Data items
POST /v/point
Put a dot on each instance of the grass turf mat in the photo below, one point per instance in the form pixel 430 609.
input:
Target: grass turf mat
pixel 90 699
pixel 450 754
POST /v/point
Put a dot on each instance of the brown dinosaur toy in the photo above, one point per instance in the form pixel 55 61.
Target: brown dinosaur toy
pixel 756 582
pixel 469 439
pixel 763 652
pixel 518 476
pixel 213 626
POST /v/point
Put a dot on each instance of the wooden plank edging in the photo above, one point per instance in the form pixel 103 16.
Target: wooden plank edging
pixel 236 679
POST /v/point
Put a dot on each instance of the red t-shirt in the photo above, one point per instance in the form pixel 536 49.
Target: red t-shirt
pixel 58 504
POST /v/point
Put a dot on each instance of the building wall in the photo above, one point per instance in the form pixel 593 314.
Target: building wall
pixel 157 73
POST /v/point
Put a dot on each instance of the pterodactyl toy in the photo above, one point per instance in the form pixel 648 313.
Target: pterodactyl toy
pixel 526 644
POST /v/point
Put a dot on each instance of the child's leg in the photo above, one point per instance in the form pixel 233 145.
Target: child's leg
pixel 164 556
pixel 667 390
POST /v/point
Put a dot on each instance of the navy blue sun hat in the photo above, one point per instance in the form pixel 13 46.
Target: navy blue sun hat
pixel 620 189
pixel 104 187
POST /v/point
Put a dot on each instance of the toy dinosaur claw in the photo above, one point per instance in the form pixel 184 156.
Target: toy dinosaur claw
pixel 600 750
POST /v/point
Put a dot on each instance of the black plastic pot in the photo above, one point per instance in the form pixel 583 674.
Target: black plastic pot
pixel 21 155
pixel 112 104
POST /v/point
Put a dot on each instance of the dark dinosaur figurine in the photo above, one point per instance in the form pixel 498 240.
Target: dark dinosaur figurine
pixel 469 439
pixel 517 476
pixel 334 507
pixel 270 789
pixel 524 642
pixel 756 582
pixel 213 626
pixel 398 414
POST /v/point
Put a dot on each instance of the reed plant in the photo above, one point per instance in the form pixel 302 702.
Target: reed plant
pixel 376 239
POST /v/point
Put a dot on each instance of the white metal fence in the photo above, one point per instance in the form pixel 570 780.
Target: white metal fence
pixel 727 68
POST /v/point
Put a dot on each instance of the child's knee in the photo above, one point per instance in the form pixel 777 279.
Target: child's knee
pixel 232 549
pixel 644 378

_Required task_
List every line in the rows above that contains the word "white", copying each line in full.

_Output of the exercise_
Put a dot on each instance of the white metal fence in the photo above, one point per instance in the form pixel 570 780.
Target: white metal fence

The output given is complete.